Fonte -

%%

A revolução industrial, o homem e as dimensões de tempo e espaço
Reflitamos; nós que somos os beneficiados e as vítimas
da Revolução Industrial.
(Laima Mesgravis)
Deus quere, o homem sonha, a obra nasce.
Deus quiz que a terra fosse toda uma.
Que o mar unisse, já não separasse.
(Fernando Pessoa, no poema
“O Infante”, de Mensagem)
O desejo de ser grande e de resolver problemas impulsiona o Homem. Mas é o mesmo desejo que muitas vezes o apequena. Os desdobramentos da Revolução Industrial, com os quais convivemos até hoje, podem ser um bom exemplo desse paradoxo.
A Inglaterra do século XVII e sua busca por fios para tecelagem acabaram desencadeando um avanço tecnológico cujo processo parece não ter mais um fim para seu fuso. Nos últimos 300 anos, os homens até viveram outras revoluções, mas a Industrial – em suas diversas fases – apresenta-se como a que mais lastro deixou (e muito provavelmente deixará) no cenário de nossa existência. Mas como consequência dela, só o século XX nos presenteou com duas grandes guerras mundiais e com o medo de uma terceira, talvez a derradeira.
Há algumas décadas, quando o assunto era conquistas, ouvíamos com certa constância a expressão “o céu é o limite”. A sentença nos soa um pouco tola nos dias de hoje.
Dentre as mais incríveis transformações por que passamos está o redimensionamento conceitual das noções de espaço. Em grande medida, as descobertas proporcionadas pelas viagens ultramarinas nos séculos XV e XVI já tinham forçado novas e profundas reflexões a respeito do espaço ocupado pelo homem dentro do planeta. O avanço do conhecimento tecnológico ligado à indústria, porém, levará o ser humano no século XX a dominar o espaço não mais apenas pela terra ou pela água, mas também pelo ar. A chegada à Lua é o melhor exemplo, mas a construção de plataformas espaciais não pode ser esquecida.

%%

Problema curto 1 - Reproduza fielmente o trecho do texto sobre a Revolução Industrial que vai de "Dentre as mais" até "pode ser esquecida.", inclusive.
Problema curto 2 - Prossiga com o texto sobre a Revolução Industrial, começando logo após a última frase apresentada.
As entradas formam um material independente do texto sobre a Revolução Industrial.

Conjunto de dados -
%%

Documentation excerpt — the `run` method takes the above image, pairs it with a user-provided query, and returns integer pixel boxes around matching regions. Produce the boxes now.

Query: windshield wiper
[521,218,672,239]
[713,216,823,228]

%%
%%

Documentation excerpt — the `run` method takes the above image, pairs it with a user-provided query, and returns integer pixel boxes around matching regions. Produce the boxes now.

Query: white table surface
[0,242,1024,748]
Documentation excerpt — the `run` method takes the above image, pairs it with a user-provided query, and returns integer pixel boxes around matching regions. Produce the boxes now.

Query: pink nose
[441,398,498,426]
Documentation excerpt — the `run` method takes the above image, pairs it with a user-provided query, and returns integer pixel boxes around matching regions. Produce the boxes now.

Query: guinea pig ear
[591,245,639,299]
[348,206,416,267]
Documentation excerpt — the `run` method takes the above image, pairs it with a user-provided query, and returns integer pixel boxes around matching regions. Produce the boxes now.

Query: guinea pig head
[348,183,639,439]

%%
%%

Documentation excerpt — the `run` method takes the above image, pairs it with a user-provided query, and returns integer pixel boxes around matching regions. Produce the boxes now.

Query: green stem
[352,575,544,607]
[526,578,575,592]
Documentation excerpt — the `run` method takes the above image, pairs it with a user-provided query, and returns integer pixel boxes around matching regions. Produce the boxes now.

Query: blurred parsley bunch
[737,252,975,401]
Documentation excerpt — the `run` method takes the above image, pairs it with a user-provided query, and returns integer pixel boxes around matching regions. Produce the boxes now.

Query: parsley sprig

%%

Resultado 1 -
Dentre as mais incríveis transformações por que passamos está o redimensionamento conceitual das noções de espaço. Em grande medida, as descobertas proporcionadas pelas viagens ultramarinas nos séculos XV e XVI já tinham forçado novas e profundas reflexões a respeito do espaço ocupado pelo homem dentro do planeta. O avanço do conhecimento tecnológico ligado à indústria, porém, levará o ser humano no século XX a dominar o espaço não mais apenas pela terra ou pela água, mas também pelo ar. A chegada à Lua é o melhor exemplo, mas a construção de plataformas espaciais não pode ser esquecida.

Resultado 2 -
O avião (e mais tarde o seu desdobramento, o foguete) talvez nunca tenha deixado de ser um dos projetos mais ambiciosos do homem diante da necessidade do deslocamento. Por esta razão, o uso dos barcos a vapor em lugar dos barcos à vela e o surgimento da locomotiva, em séculos precedentes, já traziam no seu âmago a possibilidade de voos mais altos no horizonte humano de conquistas. Infelizmente, no entanto, foram os aviões que possibilitaram a destruição de Hiroshima e Nagasaki por meio de bombas atômicas, cujos estilhaços ainda voam na direção de nossos olhos perplexos.
Reflitamos hoje: a partir do século XVII e XVIII, as indústrias foram se agigantando. A produção de barcos por parte da Inglaterra, por exemplo, movimentará inúmeras outras atividades, da extração da madeira à forja de canhões para as batalhas no mar. Sem contar com o desenvolvimento de inúmeras outras produções em larga escala: a de armas, a de cerâmica, a de tecidos etc.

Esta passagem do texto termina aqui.